◆ What you should do ◆
The response should be an exact repetition of all the entries.

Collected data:
== Segment start ==

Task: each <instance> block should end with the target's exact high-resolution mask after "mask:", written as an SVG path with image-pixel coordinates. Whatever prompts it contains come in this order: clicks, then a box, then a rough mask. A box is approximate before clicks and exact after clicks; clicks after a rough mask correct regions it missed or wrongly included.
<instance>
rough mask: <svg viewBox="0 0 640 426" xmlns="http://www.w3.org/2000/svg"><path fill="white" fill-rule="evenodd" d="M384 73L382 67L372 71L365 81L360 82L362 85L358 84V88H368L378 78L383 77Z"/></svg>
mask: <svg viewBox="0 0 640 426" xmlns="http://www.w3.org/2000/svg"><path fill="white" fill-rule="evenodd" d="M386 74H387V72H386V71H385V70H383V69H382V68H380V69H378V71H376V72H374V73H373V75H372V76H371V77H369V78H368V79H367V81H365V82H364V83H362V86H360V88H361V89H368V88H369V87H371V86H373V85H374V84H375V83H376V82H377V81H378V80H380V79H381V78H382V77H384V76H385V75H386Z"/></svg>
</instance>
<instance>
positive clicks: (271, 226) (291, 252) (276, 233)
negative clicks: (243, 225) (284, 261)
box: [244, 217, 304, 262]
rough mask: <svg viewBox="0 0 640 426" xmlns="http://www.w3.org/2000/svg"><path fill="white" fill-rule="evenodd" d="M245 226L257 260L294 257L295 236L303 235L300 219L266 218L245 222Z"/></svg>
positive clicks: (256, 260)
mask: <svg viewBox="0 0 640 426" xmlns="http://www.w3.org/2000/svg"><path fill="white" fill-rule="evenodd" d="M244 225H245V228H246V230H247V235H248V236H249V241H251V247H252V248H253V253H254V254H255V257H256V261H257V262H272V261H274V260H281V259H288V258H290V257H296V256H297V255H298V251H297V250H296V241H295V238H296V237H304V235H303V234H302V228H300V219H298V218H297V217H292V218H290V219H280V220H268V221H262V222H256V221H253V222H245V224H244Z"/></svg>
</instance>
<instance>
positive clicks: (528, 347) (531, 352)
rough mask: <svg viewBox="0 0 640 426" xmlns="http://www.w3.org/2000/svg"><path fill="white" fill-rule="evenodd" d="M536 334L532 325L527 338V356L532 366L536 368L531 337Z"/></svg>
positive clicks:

== Segment end ==

◆ Answer to this task ◆
Task: each <instance> block should end with the target's exact high-resolution mask after "mask:", written as an SVG path with image-pixel coordinates. Whatever prompts it contains come in this order: clicks, then a box, then a rough mask. A box is approximate before clicks and exact after clicks; clicks after a rough mask correct regions it missed or wrongly included.
<instance>
rough mask: <svg viewBox="0 0 640 426" xmlns="http://www.w3.org/2000/svg"><path fill="white" fill-rule="evenodd" d="M384 73L382 67L372 71L365 81L360 82L362 85L358 84V88H368L378 78L383 77Z"/></svg>
mask: <svg viewBox="0 0 640 426" xmlns="http://www.w3.org/2000/svg"><path fill="white" fill-rule="evenodd" d="M386 74H387V72H386V71H385V70H383V69H382V68H380V69H378V71H376V72H374V73H373V75H372V76H371V77H369V78H368V79H367V81H365V82H364V83H362V86H360V88H361V89H368V88H369V87H371V86H373V85H374V84H375V83H376V82H377V81H378V80H380V79H381V78H382V77H384V76H385V75H386Z"/></svg>
</instance>
<instance>
positive clicks: (271, 226) (291, 252) (276, 233)
negative clicks: (243, 225) (284, 261)
box: [244, 217, 304, 262]
rough mask: <svg viewBox="0 0 640 426" xmlns="http://www.w3.org/2000/svg"><path fill="white" fill-rule="evenodd" d="M245 226L257 260L294 257L295 236L303 235L300 219L266 218L245 222Z"/></svg>
positive clicks: (256, 260)
mask: <svg viewBox="0 0 640 426" xmlns="http://www.w3.org/2000/svg"><path fill="white" fill-rule="evenodd" d="M244 225H245V228H246V230H247V235H248V236H249V241H251V247H252V248H253V253H254V254H255V257H256V261H257V262H272V261H274V260H281V259H288V258H290V257H296V256H297V255H298V251H297V250H296V241H295V238H296V237H304V235H303V234H302V228H300V219H298V218H297V217H292V218H290V219H280V220H268V221H262V222H256V221H253V222H245V224H244Z"/></svg>
</instance>
<instance>
positive clicks: (528, 347) (531, 352)
rough mask: <svg viewBox="0 0 640 426" xmlns="http://www.w3.org/2000/svg"><path fill="white" fill-rule="evenodd" d="M536 334L532 325L527 338V356L532 366L536 368L531 337Z"/></svg>
positive clicks:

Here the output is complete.